Only one stretch of the records below should be repeated. It starts with the line containing "Pick out the gray" and goes on through the line containing "Pick out the door", exactly as written.

(Beginning of Supplied information)

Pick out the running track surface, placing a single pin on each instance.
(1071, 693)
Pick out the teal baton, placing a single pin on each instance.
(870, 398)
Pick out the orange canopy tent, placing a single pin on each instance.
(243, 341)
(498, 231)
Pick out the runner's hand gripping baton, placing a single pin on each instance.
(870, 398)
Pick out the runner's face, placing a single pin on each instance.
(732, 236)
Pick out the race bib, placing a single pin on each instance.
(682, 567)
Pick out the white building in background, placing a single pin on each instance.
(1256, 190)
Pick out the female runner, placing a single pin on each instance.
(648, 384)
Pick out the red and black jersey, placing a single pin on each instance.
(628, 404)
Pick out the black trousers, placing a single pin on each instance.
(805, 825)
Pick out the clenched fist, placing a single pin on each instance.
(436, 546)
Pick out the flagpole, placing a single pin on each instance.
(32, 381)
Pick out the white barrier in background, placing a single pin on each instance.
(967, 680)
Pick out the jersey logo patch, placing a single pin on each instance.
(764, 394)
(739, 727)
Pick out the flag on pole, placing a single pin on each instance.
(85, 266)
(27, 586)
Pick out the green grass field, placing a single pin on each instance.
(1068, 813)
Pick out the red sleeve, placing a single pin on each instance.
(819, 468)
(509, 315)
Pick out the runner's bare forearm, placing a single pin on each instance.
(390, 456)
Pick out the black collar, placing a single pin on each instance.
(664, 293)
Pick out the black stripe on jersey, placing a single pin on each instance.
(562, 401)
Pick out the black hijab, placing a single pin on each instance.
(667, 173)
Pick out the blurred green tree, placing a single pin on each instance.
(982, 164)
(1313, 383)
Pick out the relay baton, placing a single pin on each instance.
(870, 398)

(End of Supplied information)
(Beginning of Supplied information)

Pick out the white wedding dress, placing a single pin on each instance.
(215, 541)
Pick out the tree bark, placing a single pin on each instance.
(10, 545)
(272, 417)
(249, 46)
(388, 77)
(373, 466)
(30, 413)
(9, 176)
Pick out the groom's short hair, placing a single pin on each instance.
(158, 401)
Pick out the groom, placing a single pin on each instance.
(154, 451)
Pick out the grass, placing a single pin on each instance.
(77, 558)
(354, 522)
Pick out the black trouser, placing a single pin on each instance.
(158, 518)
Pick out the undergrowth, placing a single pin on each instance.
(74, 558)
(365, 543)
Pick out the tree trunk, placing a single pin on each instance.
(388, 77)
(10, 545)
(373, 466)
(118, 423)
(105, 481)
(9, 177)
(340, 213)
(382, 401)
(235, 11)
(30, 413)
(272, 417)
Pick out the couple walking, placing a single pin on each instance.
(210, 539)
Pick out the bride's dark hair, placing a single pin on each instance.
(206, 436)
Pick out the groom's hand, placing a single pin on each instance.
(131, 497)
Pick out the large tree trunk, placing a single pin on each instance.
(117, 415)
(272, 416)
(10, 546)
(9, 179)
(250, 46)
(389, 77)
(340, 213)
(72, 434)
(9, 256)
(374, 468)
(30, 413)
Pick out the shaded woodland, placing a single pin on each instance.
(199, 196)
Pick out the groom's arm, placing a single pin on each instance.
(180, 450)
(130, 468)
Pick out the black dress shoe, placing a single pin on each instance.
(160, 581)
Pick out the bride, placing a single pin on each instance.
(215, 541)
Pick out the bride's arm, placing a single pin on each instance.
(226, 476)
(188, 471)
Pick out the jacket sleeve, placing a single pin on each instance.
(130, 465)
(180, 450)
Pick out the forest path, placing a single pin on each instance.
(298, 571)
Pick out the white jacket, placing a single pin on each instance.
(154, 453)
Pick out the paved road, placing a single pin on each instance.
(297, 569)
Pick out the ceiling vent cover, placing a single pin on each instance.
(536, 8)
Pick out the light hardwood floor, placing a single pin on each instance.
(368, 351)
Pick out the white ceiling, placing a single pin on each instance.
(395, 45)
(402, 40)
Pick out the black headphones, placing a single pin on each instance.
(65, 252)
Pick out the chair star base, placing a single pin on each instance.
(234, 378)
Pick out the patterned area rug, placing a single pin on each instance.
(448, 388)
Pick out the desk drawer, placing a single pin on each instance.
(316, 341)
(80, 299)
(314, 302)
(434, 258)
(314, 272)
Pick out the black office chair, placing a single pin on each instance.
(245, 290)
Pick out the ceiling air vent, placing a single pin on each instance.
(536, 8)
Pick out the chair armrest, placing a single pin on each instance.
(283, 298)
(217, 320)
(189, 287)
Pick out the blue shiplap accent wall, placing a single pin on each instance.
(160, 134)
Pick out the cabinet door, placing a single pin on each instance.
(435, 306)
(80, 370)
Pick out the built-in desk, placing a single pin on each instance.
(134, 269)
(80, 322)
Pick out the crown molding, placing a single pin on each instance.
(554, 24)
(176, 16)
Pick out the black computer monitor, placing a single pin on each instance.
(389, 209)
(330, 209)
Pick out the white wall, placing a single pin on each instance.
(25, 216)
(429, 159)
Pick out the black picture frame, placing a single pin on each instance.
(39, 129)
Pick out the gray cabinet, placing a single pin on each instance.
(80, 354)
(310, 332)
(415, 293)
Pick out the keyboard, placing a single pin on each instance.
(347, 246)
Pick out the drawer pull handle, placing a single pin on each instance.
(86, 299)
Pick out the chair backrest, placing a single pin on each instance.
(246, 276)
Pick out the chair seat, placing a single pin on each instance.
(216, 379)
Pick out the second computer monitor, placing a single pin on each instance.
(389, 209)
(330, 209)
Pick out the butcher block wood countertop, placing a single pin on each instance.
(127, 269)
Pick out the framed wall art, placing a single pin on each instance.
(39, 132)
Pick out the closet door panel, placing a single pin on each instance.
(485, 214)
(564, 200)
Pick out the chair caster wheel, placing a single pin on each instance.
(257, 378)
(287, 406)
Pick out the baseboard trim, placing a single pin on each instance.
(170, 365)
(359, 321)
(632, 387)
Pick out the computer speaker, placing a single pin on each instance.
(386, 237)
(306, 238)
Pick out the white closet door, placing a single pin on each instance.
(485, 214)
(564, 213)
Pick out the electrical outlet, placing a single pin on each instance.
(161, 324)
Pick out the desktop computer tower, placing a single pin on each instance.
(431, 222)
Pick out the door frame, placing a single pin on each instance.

(End of Supplied information)

(Completed exercise):
Pick out the gray cabinet, placing a single pin on each instance.
(80, 354)
(310, 332)
(415, 293)
Pick out the keyboard, placing a single pin on each instance.
(347, 246)
Pick out the drawer pull handle, placing a single pin on each instance.
(86, 299)
Pick out the chair backrest, placing a single pin on each instance.
(246, 276)
Pick out the chair seat, placing a single pin on each instance.
(216, 379)
Pick out the second computer monitor, placing a single pin on each instance.
(389, 209)
(330, 209)
Pick out the butcher block wood countertop, placing a single pin on each instance.
(127, 269)
Pick out the framed wall art, placing a single pin on each instance.
(39, 132)
Pick out the closet door panel, placing a single pin on each instance.
(485, 214)
(564, 200)
Pick out the chair caster wheel, placing a single pin on each instance.
(257, 378)
(287, 406)
Pick out the baseboard trim, placing a single pin on each instance.
(170, 365)
(359, 321)
(632, 387)
Pick out the computer speaker, placing a single pin on each instance.
(386, 237)
(306, 238)
Pick out the white closet door, placing a single pin on each instance.
(485, 214)
(564, 213)
Pick out the electrical outlet, placing a single pin on each instance.
(161, 324)
Pick out the desktop computer tower, placing a single pin on each instance.
(431, 222)
Pick out the door frame, placing a single pin on each instance.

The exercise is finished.